Write the next few paragraphs of the piece below about Facebook's M assistant and prototyping chatbots with humans behind them, picking up after its last sentence.

:: PAGE EXTRACT ::
* * * * * * * * *
At MIT Technology Review, Tom Simonite writes about Facebook’s efforts to make its automated assistant M answer pretty much any request that comes its way, not matter how obscure. And for a very small group of beta testers, the bot actually works, delivering results so good you’d swear you were talking to a human being. Because you are.

M is so smart because it cheats. It works like Siri in that when you tap out a message to M, algorithms try to figure out what you want. When they can’t, though, M doesn’t fall back on searching the Web or saying “I’m sorry, I don’t understand the question.” Instead, a human being invisibly takes over, responding to your request as if the algorithms were still at the helm. (Facebook declined to say how many of those workers it has, or to make M available to try.)

That design is too expensive to scale to the 1.2 billion people who use Facebook Messenger, so Facebook offered M to a few thousand users in 2015 as a kind of semi-public R&D project. Entwining human workers and algorithms was intended to reveal how people would react to an omniscient virtual assistant, and to provide data that would let the algorithms learn to take over the work of their human “trainers.”

This is the way I’ve been prototyping chatbots, too: start with simple human-to-human interactions.

I’m a big fan of this kind of prototype that put people where the pipes will eventually go. In a way, Uber is a similar prototype for self-driving cars: until the robots get the go-ahead to drive on their own, we’ll put a human in the driver’s seat and automate the rest of the experience (calling a car, giving directions, paying the tab).
* * * * * * * * *
:: DATA LISTING ::

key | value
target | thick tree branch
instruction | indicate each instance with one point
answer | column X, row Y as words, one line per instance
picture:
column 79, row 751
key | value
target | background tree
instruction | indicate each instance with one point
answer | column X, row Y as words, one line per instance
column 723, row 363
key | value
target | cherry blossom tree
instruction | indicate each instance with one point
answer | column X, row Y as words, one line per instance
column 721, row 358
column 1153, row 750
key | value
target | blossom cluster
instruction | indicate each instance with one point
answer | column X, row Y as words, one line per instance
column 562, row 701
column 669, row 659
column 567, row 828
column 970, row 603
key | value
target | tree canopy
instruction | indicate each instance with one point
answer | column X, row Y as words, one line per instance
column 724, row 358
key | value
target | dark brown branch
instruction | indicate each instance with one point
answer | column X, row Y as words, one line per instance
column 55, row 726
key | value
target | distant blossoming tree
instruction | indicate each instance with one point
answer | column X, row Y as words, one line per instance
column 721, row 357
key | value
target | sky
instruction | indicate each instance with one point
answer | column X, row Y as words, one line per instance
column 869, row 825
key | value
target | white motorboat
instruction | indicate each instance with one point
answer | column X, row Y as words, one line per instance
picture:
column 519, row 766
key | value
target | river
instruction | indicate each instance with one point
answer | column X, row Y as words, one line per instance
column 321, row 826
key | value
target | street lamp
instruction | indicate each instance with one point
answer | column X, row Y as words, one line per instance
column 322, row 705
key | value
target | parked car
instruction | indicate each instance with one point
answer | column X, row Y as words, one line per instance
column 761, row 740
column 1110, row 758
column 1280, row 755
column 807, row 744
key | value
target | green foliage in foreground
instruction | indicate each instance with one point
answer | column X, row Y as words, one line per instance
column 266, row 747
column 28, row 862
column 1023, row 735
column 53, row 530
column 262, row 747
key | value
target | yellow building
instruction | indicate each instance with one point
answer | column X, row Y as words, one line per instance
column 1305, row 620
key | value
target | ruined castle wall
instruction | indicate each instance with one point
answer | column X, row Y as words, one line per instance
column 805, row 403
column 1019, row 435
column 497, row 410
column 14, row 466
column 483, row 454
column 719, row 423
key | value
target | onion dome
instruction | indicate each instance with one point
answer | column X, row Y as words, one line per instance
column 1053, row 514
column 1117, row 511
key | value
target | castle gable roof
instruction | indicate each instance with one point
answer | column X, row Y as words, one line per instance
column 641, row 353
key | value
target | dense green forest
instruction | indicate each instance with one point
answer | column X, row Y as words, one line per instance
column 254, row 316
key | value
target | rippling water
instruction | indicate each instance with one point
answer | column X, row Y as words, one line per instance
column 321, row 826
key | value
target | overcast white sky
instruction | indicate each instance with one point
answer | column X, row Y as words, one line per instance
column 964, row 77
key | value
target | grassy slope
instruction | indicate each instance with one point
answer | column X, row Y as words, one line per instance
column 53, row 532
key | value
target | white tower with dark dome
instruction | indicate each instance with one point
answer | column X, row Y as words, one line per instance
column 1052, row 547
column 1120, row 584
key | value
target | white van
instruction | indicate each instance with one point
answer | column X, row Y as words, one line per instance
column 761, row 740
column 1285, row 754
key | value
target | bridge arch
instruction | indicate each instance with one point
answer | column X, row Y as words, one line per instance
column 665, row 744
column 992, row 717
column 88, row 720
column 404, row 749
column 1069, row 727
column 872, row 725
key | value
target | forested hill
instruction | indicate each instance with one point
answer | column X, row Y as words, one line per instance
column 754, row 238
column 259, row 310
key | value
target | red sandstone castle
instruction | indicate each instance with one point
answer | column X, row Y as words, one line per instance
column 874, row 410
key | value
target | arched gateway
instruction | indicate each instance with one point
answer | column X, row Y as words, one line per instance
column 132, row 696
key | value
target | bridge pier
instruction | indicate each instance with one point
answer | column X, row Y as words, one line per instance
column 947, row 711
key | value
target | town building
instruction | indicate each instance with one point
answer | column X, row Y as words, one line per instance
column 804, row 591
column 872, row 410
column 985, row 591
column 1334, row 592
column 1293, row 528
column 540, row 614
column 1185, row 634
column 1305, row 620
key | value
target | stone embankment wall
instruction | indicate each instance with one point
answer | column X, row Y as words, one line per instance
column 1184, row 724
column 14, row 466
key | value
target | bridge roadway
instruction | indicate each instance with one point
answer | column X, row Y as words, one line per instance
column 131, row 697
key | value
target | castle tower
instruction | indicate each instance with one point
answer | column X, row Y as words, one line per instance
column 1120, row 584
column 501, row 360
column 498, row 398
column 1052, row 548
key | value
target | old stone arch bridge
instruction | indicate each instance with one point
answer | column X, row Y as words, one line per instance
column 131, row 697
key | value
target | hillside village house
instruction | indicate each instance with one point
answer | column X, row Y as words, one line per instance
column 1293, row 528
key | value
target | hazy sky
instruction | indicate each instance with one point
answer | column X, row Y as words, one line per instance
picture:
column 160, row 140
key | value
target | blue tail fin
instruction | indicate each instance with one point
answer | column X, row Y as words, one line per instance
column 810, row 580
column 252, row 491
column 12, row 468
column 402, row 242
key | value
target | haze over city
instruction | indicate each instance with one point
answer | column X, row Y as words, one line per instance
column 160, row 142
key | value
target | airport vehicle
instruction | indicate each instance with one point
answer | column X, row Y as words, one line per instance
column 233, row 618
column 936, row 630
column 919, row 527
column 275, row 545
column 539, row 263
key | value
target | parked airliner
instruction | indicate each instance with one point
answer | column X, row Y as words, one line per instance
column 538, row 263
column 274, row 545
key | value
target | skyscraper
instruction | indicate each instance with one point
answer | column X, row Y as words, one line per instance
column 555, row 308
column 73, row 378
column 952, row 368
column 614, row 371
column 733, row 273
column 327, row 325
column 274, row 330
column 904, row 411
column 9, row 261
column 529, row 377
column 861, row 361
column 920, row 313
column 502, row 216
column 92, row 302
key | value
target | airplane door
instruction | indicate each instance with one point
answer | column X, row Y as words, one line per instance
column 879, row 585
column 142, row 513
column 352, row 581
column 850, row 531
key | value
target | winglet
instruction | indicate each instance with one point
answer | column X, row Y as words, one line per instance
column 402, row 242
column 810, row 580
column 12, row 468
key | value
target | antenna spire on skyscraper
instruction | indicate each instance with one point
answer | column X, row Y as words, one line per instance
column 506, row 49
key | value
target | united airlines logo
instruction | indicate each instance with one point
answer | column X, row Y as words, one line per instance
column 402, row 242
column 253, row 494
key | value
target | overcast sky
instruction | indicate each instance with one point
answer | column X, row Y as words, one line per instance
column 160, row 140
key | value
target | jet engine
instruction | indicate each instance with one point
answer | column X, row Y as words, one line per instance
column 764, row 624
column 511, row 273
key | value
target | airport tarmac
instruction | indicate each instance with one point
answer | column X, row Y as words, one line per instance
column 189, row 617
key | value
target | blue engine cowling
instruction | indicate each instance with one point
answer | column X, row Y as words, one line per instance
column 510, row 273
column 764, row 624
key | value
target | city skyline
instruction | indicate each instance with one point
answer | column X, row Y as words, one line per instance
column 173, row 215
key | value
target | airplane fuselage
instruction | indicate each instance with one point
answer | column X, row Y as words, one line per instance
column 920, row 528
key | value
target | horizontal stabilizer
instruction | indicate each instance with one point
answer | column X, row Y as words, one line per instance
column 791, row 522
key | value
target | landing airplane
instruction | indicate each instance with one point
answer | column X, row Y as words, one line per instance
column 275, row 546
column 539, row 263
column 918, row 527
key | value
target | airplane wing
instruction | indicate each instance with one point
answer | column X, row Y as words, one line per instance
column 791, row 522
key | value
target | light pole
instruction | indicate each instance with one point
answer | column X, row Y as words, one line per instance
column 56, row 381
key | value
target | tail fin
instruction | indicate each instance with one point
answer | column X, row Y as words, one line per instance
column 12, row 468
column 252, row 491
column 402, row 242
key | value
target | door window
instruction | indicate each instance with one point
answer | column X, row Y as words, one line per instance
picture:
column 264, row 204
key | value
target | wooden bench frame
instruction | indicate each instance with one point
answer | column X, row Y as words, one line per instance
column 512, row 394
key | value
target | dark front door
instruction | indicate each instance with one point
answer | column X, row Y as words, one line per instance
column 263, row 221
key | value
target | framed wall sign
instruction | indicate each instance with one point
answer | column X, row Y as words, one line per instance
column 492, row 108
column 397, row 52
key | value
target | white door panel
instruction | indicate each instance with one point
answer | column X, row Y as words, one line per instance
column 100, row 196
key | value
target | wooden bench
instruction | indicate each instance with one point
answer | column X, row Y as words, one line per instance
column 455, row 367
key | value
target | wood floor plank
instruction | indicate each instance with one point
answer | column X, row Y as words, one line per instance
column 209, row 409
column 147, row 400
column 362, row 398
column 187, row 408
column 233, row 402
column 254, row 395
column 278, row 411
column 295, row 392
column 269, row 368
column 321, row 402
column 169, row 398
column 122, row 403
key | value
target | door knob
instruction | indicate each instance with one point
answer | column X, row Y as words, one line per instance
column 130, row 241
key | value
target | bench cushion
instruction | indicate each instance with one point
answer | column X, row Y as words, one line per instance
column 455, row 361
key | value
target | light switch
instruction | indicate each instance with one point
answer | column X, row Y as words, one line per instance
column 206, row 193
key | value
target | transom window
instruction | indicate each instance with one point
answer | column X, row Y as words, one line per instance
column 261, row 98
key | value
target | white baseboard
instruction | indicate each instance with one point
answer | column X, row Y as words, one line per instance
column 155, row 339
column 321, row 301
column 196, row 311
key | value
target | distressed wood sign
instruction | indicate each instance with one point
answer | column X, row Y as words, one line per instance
* * * * * * * * *
:: RESPONSE AREA ::
When you’re trying out new interactions for untested or emerging technologies, the best MVP is often no tech at all. Powering a bot with people instead of artificial intelligence gets you early info about what people want, how they respond, and the kind of language to use. It proves out the demand of the service, hints at the shape it should take, and offers training data to give to the bots down the road.

Eventually the AI steps in. At Facebook, they’re still trying to use all that data to train the bots well enough so that they can take over. Simonite shares some of the techniques the M team is using, with mixed results. Even though machine-learning breakthroughs are coming fast and furious, the holy grail of broad and instant natural-language understanding is still tantalizingly out of reach. “Sometimes we say this is three years, or five years,“ M’s leader Laurent Landowski told Simonite. ”But maybe it’s 10 years or more.”